[Items from a dataset]
----

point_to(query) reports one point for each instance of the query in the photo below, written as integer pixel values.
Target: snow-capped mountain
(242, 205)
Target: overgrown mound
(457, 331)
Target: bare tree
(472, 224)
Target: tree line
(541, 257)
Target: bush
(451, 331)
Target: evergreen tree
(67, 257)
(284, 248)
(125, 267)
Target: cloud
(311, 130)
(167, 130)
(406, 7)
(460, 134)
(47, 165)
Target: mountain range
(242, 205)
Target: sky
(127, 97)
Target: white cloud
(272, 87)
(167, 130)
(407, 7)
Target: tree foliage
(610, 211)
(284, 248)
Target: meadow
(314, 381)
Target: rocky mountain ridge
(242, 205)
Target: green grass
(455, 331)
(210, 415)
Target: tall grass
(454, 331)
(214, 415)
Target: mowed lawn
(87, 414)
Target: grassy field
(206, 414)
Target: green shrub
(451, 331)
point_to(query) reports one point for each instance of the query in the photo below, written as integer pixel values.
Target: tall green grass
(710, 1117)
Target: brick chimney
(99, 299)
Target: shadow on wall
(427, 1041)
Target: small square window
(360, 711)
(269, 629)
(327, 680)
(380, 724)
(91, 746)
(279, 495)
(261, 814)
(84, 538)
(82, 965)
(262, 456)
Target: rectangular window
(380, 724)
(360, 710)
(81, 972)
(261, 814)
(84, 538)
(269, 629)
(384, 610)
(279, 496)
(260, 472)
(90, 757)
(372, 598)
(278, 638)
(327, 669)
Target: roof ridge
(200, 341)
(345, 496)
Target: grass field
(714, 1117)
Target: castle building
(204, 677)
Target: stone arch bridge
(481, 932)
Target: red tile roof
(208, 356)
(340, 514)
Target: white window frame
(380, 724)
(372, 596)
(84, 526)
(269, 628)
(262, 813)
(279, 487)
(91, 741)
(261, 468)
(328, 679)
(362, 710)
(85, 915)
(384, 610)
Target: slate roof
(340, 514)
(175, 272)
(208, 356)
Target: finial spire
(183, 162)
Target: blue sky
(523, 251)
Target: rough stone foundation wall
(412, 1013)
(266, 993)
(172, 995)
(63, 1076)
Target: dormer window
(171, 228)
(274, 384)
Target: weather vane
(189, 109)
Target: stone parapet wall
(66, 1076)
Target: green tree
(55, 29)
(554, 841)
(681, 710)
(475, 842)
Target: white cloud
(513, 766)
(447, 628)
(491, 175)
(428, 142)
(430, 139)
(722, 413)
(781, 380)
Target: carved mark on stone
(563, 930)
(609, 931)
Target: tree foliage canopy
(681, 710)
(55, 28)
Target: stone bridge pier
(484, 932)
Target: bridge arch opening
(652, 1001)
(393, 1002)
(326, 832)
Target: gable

----

*Work to do:*
Rewrite the lines above with "puffy white cloud" in place of each "white cloud", keeping everything else the same.

*Exercise result:*
point_to(query) reports one point for each instance of the query in the photo below, written as integer pixel values.
Target: snow-capped mountain
(242, 205)
Target: overgrown mound
(457, 331)
Target: bare tree
(472, 224)
Target: tree line
(541, 257)
Target: bush
(451, 331)
Target: evergreen tree
(67, 257)
(284, 248)
(125, 267)
Target: cloud
(311, 130)
(167, 130)
(406, 7)
(460, 134)
(47, 165)
Target: mountain range
(242, 205)
Target: sky
(127, 97)
Target: puffy white cloud
(272, 87)
(167, 130)
(407, 7)
Target: tree foliage
(610, 211)
(284, 248)
Target: meadow
(314, 381)
Target: rocky mountain ridge
(242, 205)
Target: green grass
(455, 331)
(210, 415)
Target: tall grass
(454, 331)
(214, 415)
Target: mowed lawn
(87, 414)
Target: grassy field
(206, 414)
Target: green shrub
(451, 331)
point_to(query) reports one point for each instance of the query in the photo below, written as integer pixel values.
Target: tall green grass
(710, 1117)
Target: brick chimney
(99, 299)
Target: shadow on wall
(427, 1041)
Target: small square window
(360, 711)
(269, 629)
(327, 680)
(380, 724)
(91, 746)
(279, 495)
(261, 814)
(84, 538)
(82, 965)
(262, 456)
Target: rectangular window
(380, 724)
(360, 710)
(81, 972)
(261, 814)
(84, 538)
(269, 629)
(384, 610)
(279, 496)
(260, 472)
(90, 757)
(372, 598)
(278, 638)
(327, 669)
Target: roof ridge
(200, 341)
(345, 496)
Target: grass field
(714, 1117)
Target: castle building
(204, 677)
Target: stone arch bridge
(481, 932)
Target: red tile roof
(208, 356)
(340, 514)
Target: white window frame
(380, 724)
(372, 596)
(84, 526)
(269, 628)
(262, 813)
(279, 487)
(91, 741)
(261, 468)
(328, 679)
(362, 710)
(85, 915)
(384, 610)
Target: slate roof
(340, 514)
(175, 272)
(208, 356)
Target: finial spire
(183, 162)
Target: blue sky
(523, 251)
Target: rough stone foundation wall
(412, 1013)
(266, 993)
(172, 995)
(63, 1076)
Target: dormer window
(171, 228)
(274, 384)
Target: weather vane
(189, 109)
Target: stone parapet wall
(66, 1076)
Target: green tree
(55, 29)
(554, 841)
(681, 710)
(475, 842)
Target: puffy white cloud
(513, 766)
(447, 628)
(491, 175)
(428, 142)
(430, 139)
(722, 413)
(781, 380)
Target: carved mark on stone
(563, 930)
(609, 931)
Target: tree foliage canopy
(681, 710)
(55, 28)
Target: stone bridge pier
(484, 932)
Target: bridge arch opening
(652, 1001)
(393, 1002)
(326, 832)
Target: gable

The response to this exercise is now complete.